— Begin Information provided —

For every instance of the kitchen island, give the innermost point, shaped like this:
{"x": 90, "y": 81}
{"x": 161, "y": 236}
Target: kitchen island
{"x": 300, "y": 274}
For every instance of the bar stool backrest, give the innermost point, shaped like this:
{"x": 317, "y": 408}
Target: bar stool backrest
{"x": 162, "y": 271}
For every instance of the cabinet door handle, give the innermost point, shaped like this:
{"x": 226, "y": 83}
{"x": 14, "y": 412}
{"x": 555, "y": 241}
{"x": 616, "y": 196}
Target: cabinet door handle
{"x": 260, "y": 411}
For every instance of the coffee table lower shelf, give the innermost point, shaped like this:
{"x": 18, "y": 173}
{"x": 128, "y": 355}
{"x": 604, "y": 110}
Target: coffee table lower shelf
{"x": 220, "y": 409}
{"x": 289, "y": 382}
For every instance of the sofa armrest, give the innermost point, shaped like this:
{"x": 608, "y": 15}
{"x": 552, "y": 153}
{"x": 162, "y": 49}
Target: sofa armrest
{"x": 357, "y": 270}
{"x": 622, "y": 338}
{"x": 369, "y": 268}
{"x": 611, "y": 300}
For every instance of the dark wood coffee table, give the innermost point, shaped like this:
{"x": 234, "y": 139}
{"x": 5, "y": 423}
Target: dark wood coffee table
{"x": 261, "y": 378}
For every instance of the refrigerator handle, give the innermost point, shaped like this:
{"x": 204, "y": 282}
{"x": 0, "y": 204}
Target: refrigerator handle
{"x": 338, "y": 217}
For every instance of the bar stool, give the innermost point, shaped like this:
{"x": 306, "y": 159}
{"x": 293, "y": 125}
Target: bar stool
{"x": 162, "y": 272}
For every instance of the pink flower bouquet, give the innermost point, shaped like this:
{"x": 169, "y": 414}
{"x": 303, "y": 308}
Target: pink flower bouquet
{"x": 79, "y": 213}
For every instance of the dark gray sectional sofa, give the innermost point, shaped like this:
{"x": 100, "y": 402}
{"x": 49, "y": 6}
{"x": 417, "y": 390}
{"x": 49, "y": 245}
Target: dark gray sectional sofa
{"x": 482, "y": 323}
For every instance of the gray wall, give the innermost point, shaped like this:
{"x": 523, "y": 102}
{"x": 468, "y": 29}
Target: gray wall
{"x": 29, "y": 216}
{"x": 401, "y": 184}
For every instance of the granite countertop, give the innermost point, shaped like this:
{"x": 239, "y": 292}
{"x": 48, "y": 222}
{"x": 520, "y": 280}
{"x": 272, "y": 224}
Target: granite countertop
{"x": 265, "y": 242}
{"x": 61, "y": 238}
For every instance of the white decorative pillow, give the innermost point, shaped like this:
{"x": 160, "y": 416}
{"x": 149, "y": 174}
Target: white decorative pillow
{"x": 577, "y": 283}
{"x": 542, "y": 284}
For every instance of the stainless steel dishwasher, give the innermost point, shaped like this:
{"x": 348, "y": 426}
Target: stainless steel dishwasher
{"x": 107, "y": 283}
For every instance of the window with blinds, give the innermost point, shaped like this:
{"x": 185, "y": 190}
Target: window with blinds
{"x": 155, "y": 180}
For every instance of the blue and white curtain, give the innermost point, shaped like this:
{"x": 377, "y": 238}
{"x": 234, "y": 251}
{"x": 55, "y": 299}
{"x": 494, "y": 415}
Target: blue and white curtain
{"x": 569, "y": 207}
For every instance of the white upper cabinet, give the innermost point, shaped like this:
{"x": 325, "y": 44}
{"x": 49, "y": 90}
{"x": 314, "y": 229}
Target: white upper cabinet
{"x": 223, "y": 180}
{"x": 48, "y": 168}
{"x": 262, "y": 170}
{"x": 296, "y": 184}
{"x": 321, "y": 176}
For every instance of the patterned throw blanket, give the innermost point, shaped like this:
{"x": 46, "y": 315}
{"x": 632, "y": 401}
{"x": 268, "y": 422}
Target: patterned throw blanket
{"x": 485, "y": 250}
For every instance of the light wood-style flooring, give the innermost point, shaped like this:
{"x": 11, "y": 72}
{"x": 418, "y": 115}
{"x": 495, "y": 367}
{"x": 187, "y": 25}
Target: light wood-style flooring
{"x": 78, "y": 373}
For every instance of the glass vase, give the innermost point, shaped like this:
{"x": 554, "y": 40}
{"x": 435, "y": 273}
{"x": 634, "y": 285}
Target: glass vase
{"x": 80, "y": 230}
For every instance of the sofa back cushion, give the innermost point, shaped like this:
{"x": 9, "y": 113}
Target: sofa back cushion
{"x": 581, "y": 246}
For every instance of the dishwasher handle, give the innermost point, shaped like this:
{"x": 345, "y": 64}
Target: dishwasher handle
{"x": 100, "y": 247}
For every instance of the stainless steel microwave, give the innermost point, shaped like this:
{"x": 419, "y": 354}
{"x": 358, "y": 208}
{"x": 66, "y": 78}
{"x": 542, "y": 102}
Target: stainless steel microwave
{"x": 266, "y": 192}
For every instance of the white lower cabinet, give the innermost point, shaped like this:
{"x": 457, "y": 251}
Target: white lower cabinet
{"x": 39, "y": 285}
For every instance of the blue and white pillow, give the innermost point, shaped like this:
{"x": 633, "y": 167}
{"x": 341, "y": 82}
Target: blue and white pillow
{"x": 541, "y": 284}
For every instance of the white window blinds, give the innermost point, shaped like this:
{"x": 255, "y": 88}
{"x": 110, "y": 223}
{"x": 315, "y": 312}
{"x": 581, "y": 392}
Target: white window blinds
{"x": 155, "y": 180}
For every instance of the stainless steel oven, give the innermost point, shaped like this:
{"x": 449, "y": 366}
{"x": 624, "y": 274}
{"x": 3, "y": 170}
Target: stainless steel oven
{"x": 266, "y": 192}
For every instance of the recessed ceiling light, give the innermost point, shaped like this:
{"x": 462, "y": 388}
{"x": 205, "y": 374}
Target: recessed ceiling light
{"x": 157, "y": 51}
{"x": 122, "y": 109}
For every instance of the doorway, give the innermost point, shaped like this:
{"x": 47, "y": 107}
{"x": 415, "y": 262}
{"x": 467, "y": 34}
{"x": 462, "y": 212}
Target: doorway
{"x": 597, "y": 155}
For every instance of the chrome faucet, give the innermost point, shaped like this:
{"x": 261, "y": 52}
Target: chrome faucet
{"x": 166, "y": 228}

— End Information provided —

* [Problem statement]: Restate each record word for word.

* [Answer in full]:
For every instance of the kitchen island, give the innermost point, shaped like this:
{"x": 90, "y": 81}
{"x": 161, "y": 236}
Target: kitchen island
{"x": 300, "y": 274}
For every instance of the bar stool backrest, give the innermost point, shaped like this:
{"x": 317, "y": 408}
Target: bar stool backrest
{"x": 162, "y": 271}
For every instance of the cabinet door handle, give the innermost point, shaped like this:
{"x": 226, "y": 83}
{"x": 14, "y": 412}
{"x": 555, "y": 241}
{"x": 616, "y": 196}
Target: cabinet door handle
{"x": 260, "y": 411}
For every instance of the coffee table lower shelf, give the innermost point, shaped like this:
{"x": 18, "y": 173}
{"x": 128, "y": 355}
{"x": 604, "y": 110}
Target: coffee table lower shelf
{"x": 220, "y": 409}
{"x": 289, "y": 382}
For every instance of the sofa armrest, give the innermost point, shaped like this:
{"x": 608, "y": 15}
{"x": 552, "y": 153}
{"x": 162, "y": 49}
Target: sofa armrest
{"x": 357, "y": 270}
{"x": 622, "y": 338}
{"x": 369, "y": 268}
{"x": 611, "y": 300}
For every instance of the dark wood coffee table, give the innermost point, shaped like this:
{"x": 234, "y": 139}
{"x": 5, "y": 423}
Target: dark wood coffee table
{"x": 261, "y": 378}
For every instance of the refrigerator handle, give the innermost point, shaped like this:
{"x": 204, "y": 282}
{"x": 0, "y": 204}
Target: refrigerator handle
{"x": 338, "y": 217}
For every instance of the bar stool, give the innermost point, shaped like this:
{"x": 306, "y": 159}
{"x": 293, "y": 125}
Target: bar stool
{"x": 162, "y": 272}
For every instance of the pink flower bouquet, give the innermost point, shaped like this:
{"x": 169, "y": 414}
{"x": 303, "y": 308}
Target: pink flower bouquet
{"x": 79, "y": 213}
For every instance of the dark gray sectional sofa, give the innermost point, shaped like this:
{"x": 100, "y": 402}
{"x": 49, "y": 6}
{"x": 417, "y": 390}
{"x": 49, "y": 245}
Target: dark gray sectional sofa
{"x": 482, "y": 323}
For every instance of the gray wall, give the innermost point, shaped like this:
{"x": 523, "y": 102}
{"x": 468, "y": 29}
Target: gray wall
{"x": 29, "y": 216}
{"x": 401, "y": 184}
For every instance of the granite countertop, give the innermost point, shaped like this:
{"x": 239, "y": 292}
{"x": 48, "y": 222}
{"x": 520, "y": 280}
{"x": 272, "y": 224}
Target: granite countertop
{"x": 265, "y": 242}
{"x": 61, "y": 238}
For every instance of the white decorative pillow, give the innermost point, shaped like this:
{"x": 160, "y": 416}
{"x": 149, "y": 174}
Target: white decorative pillow
{"x": 577, "y": 283}
{"x": 542, "y": 284}
For every instance of the stainless steel dishwasher, give the innermost point, shaped like this:
{"x": 348, "y": 426}
Target: stainless steel dishwasher
{"x": 107, "y": 283}
For every instance of the window with blinds, give the innermost point, shaped like this:
{"x": 185, "y": 190}
Target: window with blinds
{"x": 155, "y": 180}
For every instance of the blue and white curtain, give the innermost point, shaped like this:
{"x": 377, "y": 238}
{"x": 234, "y": 251}
{"x": 55, "y": 299}
{"x": 494, "y": 415}
Target: blue and white curtain
{"x": 569, "y": 207}
For every instance of the white upper cabinet, give the innermost point, shaped like this:
{"x": 325, "y": 44}
{"x": 49, "y": 90}
{"x": 314, "y": 229}
Target: white upper cabinet
{"x": 223, "y": 180}
{"x": 48, "y": 168}
{"x": 262, "y": 170}
{"x": 296, "y": 184}
{"x": 321, "y": 176}
For every instance of the patterned throw blanket, give the innermost point, shaped like this:
{"x": 46, "y": 315}
{"x": 632, "y": 401}
{"x": 268, "y": 422}
Target: patterned throw blanket
{"x": 485, "y": 250}
For every instance of the light wood-style flooring, give the innermost point, shaped like this:
{"x": 11, "y": 72}
{"x": 418, "y": 115}
{"x": 495, "y": 367}
{"x": 187, "y": 25}
Target: light wood-style flooring
{"x": 78, "y": 373}
For every instance of the glass vase, give the innermost point, shaped like this:
{"x": 554, "y": 40}
{"x": 435, "y": 273}
{"x": 634, "y": 285}
Target: glass vase
{"x": 80, "y": 230}
For every instance of the sofa back cushion, give the innermost point, shaped like this:
{"x": 9, "y": 113}
Target: sofa back cushion
{"x": 581, "y": 246}
For every instance of the dishwasher handle, give the innermost point, shaped like this:
{"x": 345, "y": 64}
Target: dishwasher handle
{"x": 100, "y": 247}
For every instance of the stainless steel microwave, give the innermost point, shaped like this:
{"x": 419, "y": 354}
{"x": 358, "y": 208}
{"x": 66, "y": 78}
{"x": 542, "y": 102}
Target: stainless steel microwave
{"x": 266, "y": 192}
For every instance of the white lower cabinet, give the innermost point, shaped like this:
{"x": 457, "y": 251}
Target: white lower cabinet
{"x": 39, "y": 285}
For every instance of the blue and white pillow, give the innermost point, shaped like this:
{"x": 633, "y": 167}
{"x": 341, "y": 82}
Target: blue and white pillow
{"x": 541, "y": 284}
For every instance of the white window blinds, give the innermost point, shaped like this:
{"x": 255, "y": 88}
{"x": 110, "y": 223}
{"x": 315, "y": 312}
{"x": 581, "y": 392}
Target: white window blinds
{"x": 155, "y": 180}
For every instance of the stainless steel oven, give the innermost point, shaped like this:
{"x": 449, "y": 366}
{"x": 624, "y": 274}
{"x": 3, "y": 170}
Target: stainless steel oven
{"x": 266, "y": 192}
For every instance of the recessed ceiling light, give the innermost point, shaped like this:
{"x": 462, "y": 388}
{"x": 205, "y": 374}
Target: recessed ceiling light
{"x": 157, "y": 51}
{"x": 122, "y": 109}
For every instance of the doorway, give the innermost point, shaped like this:
{"x": 47, "y": 107}
{"x": 415, "y": 262}
{"x": 467, "y": 34}
{"x": 462, "y": 212}
Target: doorway
{"x": 597, "y": 155}
For every instance of the chrome faucet, give the innermost point, shaped like this:
{"x": 261, "y": 52}
Target: chrome faucet
{"x": 166, "y": 228}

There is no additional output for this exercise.